**Given problem**
Could you give these lines again with "wooden" swapped for "timber" and everything else left unchanged? Leave the pictures out.

/---

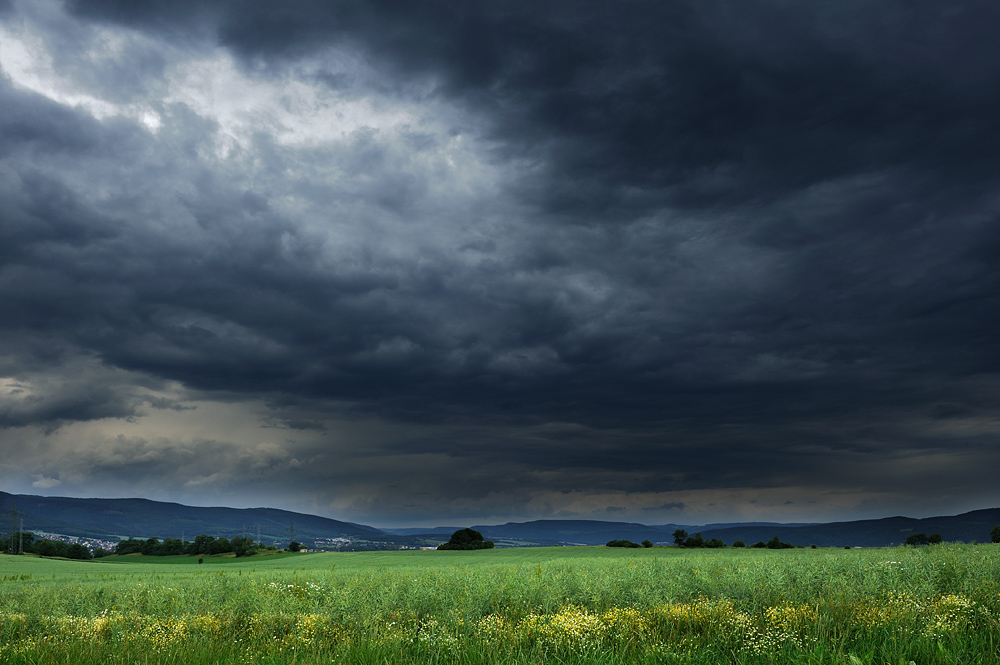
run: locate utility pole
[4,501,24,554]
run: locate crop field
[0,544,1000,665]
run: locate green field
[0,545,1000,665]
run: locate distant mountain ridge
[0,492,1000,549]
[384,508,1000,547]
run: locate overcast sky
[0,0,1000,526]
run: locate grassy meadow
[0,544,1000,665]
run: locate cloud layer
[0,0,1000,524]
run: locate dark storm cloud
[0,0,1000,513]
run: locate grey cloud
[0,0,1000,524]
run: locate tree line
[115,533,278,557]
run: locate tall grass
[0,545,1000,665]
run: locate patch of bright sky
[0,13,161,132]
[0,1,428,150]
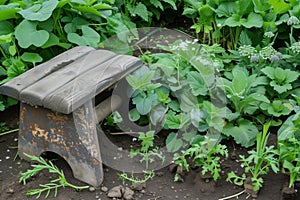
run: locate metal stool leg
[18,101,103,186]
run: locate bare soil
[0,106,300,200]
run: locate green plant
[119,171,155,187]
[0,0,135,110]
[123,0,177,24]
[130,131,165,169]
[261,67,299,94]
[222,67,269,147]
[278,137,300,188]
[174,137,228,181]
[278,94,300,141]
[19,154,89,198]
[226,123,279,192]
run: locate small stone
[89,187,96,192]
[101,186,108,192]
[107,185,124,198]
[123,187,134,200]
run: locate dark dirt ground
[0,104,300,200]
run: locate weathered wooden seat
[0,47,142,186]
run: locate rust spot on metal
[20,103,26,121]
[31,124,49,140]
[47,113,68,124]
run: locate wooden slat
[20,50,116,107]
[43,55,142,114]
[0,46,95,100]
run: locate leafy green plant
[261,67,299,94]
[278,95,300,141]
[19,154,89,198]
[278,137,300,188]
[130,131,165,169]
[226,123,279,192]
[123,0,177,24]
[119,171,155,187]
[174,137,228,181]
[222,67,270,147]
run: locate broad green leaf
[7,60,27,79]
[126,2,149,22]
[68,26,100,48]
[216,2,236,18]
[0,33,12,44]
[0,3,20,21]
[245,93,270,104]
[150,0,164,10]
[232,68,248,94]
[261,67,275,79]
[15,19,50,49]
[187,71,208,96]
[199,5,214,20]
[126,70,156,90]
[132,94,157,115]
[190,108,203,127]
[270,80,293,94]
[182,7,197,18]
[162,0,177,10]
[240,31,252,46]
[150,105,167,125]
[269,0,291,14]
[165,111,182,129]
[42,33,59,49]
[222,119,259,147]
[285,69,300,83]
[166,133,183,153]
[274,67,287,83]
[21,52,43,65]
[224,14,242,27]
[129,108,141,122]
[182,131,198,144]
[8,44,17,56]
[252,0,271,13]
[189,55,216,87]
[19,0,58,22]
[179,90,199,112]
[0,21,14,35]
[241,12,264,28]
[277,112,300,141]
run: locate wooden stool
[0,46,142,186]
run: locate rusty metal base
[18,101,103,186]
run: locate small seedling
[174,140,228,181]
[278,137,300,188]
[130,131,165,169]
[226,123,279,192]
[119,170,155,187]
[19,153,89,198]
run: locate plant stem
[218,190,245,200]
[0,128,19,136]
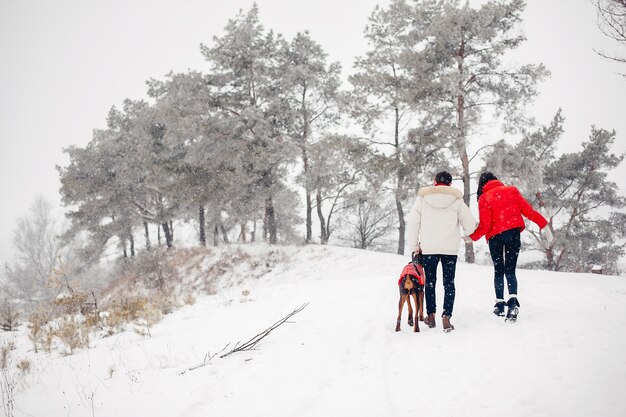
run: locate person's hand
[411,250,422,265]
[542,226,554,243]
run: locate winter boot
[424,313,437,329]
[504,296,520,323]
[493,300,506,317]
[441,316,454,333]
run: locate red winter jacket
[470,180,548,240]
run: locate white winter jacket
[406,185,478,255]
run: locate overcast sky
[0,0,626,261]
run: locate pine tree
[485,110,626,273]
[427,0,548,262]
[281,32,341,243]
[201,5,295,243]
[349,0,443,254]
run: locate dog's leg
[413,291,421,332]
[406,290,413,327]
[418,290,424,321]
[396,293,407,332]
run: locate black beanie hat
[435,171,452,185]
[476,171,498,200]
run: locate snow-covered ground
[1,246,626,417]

\---

**Result of the task**
run: locate utility pole
[4,501,24,554]
run: locate crop field
[0,544,1000,665]
run: locate green field
[0,545,1000,665]
run: locate distant mountain ridge
[0,492,1000,549]
[384,508,1000,547]
run: locate overcast sky
[0,0,1000,526]
run: locate grassy meadow
[0,544,1000,665]
run: locate cloud layer
[0,0,1000,524]
run: locate dark storm cloud
[0,0,1000,513]
run: locate grey cloud
[0,0,1000,524]
run: locate tree line
[115,533,278,557]
run: locate tall grass
[0,545,1000,665]
run: locate patch of bright sky
[0,13,161,132]
[0,1,428,150]
run: locate metal stool leg
[18,101,103,186]
run: locate bare soil
[0,106,300,200]
run: locate green plant
[119,171,155,187]
[0,0,135,110]
[123,0,177,24]
[130,131,165,169]
[261,67,299,94]
[222,67,269,147]
[278,137,300,188]
[174,137,228,181]
[278,94,300,141]
[19,154,89,198]
[226,123,279,192]
run: locate small stone
[89,187,96,192]
[101,186,108,192]
[107,185,124,198]
[123,187,134,200]
run: locate dark dirt ground
[0,104,300,200]
run: locate weathered timber seat
[0,47,142,186]
run: locate rust spot on metal
[20,103,26,121]
[31,124,49,140]
[47,113,68,124]
run: locate timber slat
[20,50,116,107]
[43,55,142,114]
[0,46,95,100]
run: locate leafy green plant
[261,67,299,94]
[278,95,300,141]
[19,154,89,198]
[278,137,300,188]
[130,131,165,169]
[226,123,279,192]
[123,0,177,24]
[119,171,155,187]
[174,137,228,181]
[222,67,270,147]
run: locate broad green leaf
[7,60,27,79]
[126,2,149,22]
[68,26,100,48]
[216,2,236,18]
[0,33,12,44]
[0,3,20,21]
[245,93,270,104]
[150,0,164,10]
[232,68,248,94]
[261,67,275,79]
[15,19,50,49]
[187,71,208,96]
[199,5,214,20]
[126,70,156,90]
[132,94,157,115]
[190,108,203,127]
[270,80,293,94]
[182,7,197,18]
[162,0,177,10]
[240,31,252,46]
[150,105,167,125]
[269,0,291,14]
[165,111,182,129]
[42,33,59,49]
[222,119,259,147]
[285,69,300,83]
[166,133,183,153]
[274,67,287,83]
[21,52,43,65]
[224,14,242,27]
[129,108,141,122]
[182,131,198,144]
[8,44,17,56]
[252,0,271,13]
[189,55,216,87]
[19,0,58,22]
[179,90,199,112]
[0,21,14,35]
[241,12,264,28]
[277,112,300,141]
run: locate timber stool
[0,46,142,186]
run: locate rusty metal base
[18,101,103,186]
run: locate small seedling
[174,140,228,181]
[278,137,300,188]
[130,131,165,169]
[226,123,279,192]
[119,170,155,187]
[19,153,89,198]
run: locate plant stem
[218,190,245,200]
[0,128,19,136]
run: locate person's hand
[411,250,422,265]
[542,226,554,243]
run: locate winter boot
[424,313,437,329]
[504,296,520,323]
[493,300,506,317]
[441,316,454,333]
run: locate red winter jacket
[470,180,548,240]
run: locate white winter jacket
[406,185,478,255]
run: locate overcast sky
[0,0,626,261]
run: locate pine tree
[485,110,626,273]
[427,0,548,262]
[281,32,341,243]
[201,5,295,243]
[349,0,443,254]
run: locate dog's leg
[413,291,421,332]
[406,290,413,327]
[418,290,424,321]
[396,293,407,332]
run: locate black beanie hat
[435,171,452,185]
[476,171,498,200]
run: locate snow-covered ground
[1,246,626,417]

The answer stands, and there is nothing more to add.